Federal regulators on Monday issued a permit to the first offshore drilling operation planning to rely on a Houston company’s cap-and-flow containment system in case of a disaster.

The Bureau of Safety and Environmental Enforcement gave the permit to Murphy Exploration & Production Co., allowing the firm to drill a sidetrack well at its Thunder Hawk field about 150 miles southeast of New Orleans.

Other companies have successfully submitted oil spill response plans that would rely on the capping stack developed by Helix Well Containment Group or a separate system devised by the Marine Well Containment Co. But Murphy is the first firm to win regulators’ sign off for an emergency response plan involving Helix’s full flowback system.

The cap-and-flow system caps the well and contains any additional flowing oil in case it is out of control. The entire system involves a capping stack installed on the well head and a flowback system designed to direct the crude to vessels floating overhead.

Although some wells require only the containment system, the cap-and-flow equipment is geared toward operations with higher pressure. Regulators say the cap-and-flow program can help maintain the integrity of an underwater well in cases where the capping stack alone might not do the trick.

The Helix cap-and-flow system is capable of sending 55,000 barrels of oil and 95 million cubic feet of gas per day to the floating ships.

# INSTRUCTIONS
1. Retype word for word the part of the drilling permit article that opens with the words containing "The cap-and-flow system" and closes with "the floating ships.".
2. According to the drilling permit article, how far from New Orleans is Murphy's Thunder Hawk field?
3. Carry on the drilling permit article, starting right after its final sentence.

# SOURCE MATERIAL
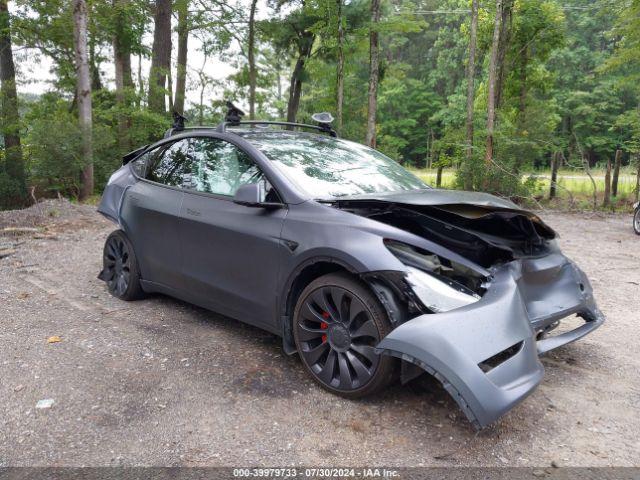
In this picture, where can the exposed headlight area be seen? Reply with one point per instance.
(440, 284)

# TASK-BY-TASK OUTPUTS
1.
The cap-and-flow system caps the well and contains any additional flowing oil in case it is out of control. The entire system involves a capping stack installed on the well head and a flowback system designed to direct the crude to vessels floating overhead.

Although some wells require only the containment system, the cap-and-flow equipment is geared toward operations with higher pressure. Regulators say the cap-and-flow program can help maintain the integrity of an underwater well in cases where the capping stack alone might not do the trick.

The Helix cap-and-flow system is capable of sending 55,000 barrels of oil and 95 million cubic feet of gas per day to the floating ships.

2. About 150 miles southeast of New Orleans.

3.
Separately, Helix is asking the Obama administration for a license to provide its containment equipment in case of a spill from offshore drilling in Cuban waters. The Spanish company Repsol is set to begin drilling a deep-water exploratory well north of the island nation — just 50 miles from south Florida — in December or January.

Helix spokesman Cameron Wallace said the ultimate scope of services that would be offered is still under consideration “and no firm commitments have yet been made.”

The U.S. trade embargo against Cuba generally bars U.S. companies from exporting equipment and services to it, but American firms can get special approval from the Treasury Department.

“We believe that it is important to make proven solutions, similar to our Helix Fast Response System, available for any drilling project that could potentially impact the nation’s coastlines,” Wallace said. “Helix’s goal is to make some of these spill containment technologies available while fully complying with federal trade regulations.”